SELECTED PASSAGE section start

Among this region’s proudest claims to fame is bookishness. Specifically, the astounding number of writers who have developed world-changing literature here.
A good chunk of the credit for that goes to Nancy Nordhoff, who founded the Hedgebrook retreat for women writers 38 years ago on Whidbey Island. Nordhoff died Jan. 7, at age 93. But her impact will reverberate as long as people read.
Since Nordhoff opened the retreat in 1988, with a single writer for whom she cooked dinner, an array of literary lights — from Dorothy Allison to Jacqueline Woodson, Gloria Steinem to Ursula K. LeGuin — have hopped on the ferry at Mukilteo to hunker down in Hedgebrook’s fairy-tale cottages and do their work. Or sometimes, just to muse.
That was part of Nordhoff’s plan, giving women the space to mentally meander, to take risks. She’d purchased the 30-acre farm as a home. But wandering its forest, fields and trails, Nordhoff began to wonder if there might be a better use.
“What really matters to you?” a friend had asked, nudging her toward an idea. “Who are you really?”

SELECTED PASSAGE section end
SUPPLIED DATA section start

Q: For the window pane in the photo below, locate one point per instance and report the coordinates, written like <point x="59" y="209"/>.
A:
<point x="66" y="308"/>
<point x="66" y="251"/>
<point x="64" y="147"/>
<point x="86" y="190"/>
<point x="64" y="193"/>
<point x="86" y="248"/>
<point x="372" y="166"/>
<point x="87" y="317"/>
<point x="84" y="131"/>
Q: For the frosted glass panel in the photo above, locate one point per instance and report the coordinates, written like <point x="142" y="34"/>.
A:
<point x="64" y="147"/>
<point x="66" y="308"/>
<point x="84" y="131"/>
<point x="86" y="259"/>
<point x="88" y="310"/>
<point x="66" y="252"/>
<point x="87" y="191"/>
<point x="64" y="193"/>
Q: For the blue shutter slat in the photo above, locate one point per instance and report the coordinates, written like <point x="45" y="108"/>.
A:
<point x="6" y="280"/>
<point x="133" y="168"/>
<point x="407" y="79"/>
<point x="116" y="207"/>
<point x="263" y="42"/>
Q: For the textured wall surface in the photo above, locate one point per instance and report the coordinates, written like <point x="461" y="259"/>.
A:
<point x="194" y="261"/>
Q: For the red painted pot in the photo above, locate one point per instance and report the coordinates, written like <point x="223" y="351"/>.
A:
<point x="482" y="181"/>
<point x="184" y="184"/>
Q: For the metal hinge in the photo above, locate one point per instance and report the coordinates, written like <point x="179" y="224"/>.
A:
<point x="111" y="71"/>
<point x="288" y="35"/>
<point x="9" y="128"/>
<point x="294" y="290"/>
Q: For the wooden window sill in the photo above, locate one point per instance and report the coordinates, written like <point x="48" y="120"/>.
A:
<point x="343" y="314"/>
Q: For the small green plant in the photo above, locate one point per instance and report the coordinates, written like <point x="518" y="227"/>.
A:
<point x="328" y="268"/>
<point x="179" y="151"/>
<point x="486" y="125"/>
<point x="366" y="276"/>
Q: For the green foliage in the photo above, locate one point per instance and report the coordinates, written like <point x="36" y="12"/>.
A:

SUPPLIED DATA section end

## THINGS TO DO
[A] In the Hedgebrook passage, how large was the farm Nordhoff bought as a home?
[B] Resume the Hedgebrook passage right after its final line.
None of the records is needed.

## RESULTS OF THE TASKS
[A] 30 acres.

[B]
Nordhoff was an adventurer, a pilot and an avid baseball fan — all things that made her an iconoclast in the world of privilege she’d been born to. She could have continued with the proper, ladies-who-lunch style of philanthropy expected of her. But Nordhoff had been shaped by attending Mount Holyoke, the women’s college, and moved by the book “Silences,” by Tillie Olsen, which describes the way so many women find reasons to keep quiet.
“I could identify with that,” Nordhoff told an interviewer, “because I was in a kind of: ‘This is what you should do, Nancy, be a good girl and do it for 50 years.’ ”
That was never going to work for Nordhoff, so in late middle age she took a leap. The result is Hedgebrook, a place designed solely to help women writers nurture their voices on the page — free of charge. Because self-sufficiency and independence were important to its founder, each cottage would have its own wood stove; residents who’d never lived outside an apartment building would learn to build fires to keep themselves warm. The symbolism — patiently tending the flames, rebuilding and trying again when they sputtered out — was inescapable.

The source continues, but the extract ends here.